--- START Records ---

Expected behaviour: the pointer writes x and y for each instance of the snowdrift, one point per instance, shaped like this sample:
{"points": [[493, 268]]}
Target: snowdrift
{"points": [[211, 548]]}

--- END Records ---
--- START Records ---

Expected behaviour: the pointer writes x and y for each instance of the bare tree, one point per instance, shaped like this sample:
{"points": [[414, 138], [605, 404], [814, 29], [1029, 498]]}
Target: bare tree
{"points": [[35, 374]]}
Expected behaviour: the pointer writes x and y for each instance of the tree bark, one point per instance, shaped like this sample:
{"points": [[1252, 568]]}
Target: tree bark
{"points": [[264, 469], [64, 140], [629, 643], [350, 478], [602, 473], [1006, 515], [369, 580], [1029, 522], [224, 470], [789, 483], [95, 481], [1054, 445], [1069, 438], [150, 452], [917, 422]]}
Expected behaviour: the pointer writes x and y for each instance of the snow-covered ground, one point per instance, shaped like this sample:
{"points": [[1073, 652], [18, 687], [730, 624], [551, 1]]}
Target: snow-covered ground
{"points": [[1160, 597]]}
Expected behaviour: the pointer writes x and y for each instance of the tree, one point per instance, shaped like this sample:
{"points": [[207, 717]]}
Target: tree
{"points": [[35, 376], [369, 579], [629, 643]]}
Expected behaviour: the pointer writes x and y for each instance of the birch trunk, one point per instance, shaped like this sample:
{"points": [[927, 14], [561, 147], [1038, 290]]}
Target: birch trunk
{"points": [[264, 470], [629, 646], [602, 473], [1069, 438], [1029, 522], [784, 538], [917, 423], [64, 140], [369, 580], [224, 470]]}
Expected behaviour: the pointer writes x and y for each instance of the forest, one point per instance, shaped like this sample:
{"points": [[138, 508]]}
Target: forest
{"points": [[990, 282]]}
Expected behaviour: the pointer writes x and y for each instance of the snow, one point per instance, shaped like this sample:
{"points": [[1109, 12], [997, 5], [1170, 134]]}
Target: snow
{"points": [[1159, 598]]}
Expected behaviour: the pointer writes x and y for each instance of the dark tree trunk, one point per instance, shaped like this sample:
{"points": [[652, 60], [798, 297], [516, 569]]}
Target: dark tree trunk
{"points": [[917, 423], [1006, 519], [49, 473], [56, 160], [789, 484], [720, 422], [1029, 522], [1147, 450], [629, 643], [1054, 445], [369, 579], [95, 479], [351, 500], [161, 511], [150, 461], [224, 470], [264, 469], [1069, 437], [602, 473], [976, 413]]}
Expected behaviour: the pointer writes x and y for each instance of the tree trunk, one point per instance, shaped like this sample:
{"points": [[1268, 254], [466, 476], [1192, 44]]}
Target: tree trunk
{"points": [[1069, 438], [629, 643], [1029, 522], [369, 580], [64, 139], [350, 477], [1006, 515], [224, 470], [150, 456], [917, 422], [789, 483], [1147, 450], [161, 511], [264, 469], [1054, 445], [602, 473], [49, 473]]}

--- END Records ---

§ **The problem**: Pull out each line above that contains the word "Expected", and copy it unchanged.

§ **Exercise output**:
Expected behaviour: the pointer writes x and y for each instance of the snowdrift, one point per instance, shaped like this sample:
Expected behaviour: the pointer writes x and y for each instance of the bare tree, one point per instance, shaped like this sample:
Expected behaviour: the pointer writes x and y for each instance of the tree bark, one point per instance, shaped like this sample:
Expected behaviour: the pointer writes x and y for each instance of the snow-covered ground, one point per instance, shaped like this sample:
Expected behaviour: the pointer writes x and y for each instance of the tree, one point per instance, shaped like this sample:
Expected behaviour: the pointer writes x and y for each instance of the birch trunk, one point per instance, shaped like this sample:
Expected behaviour: the pointer writes x and y for each instance of the forest, one point per instance, shaped like this sample:
Expected behaviour: the pointer writes x and y for each instance of the snow, one point per instance, shaped like this sample:
Expected behaviour: the pointer writes x and y for each instance of the dark tree trunk, one point per instance, shaped like this sample:
Expected behaviour: the pointer writes x and y for each instance of the tree trunk, one point per instance, shaped like this sample:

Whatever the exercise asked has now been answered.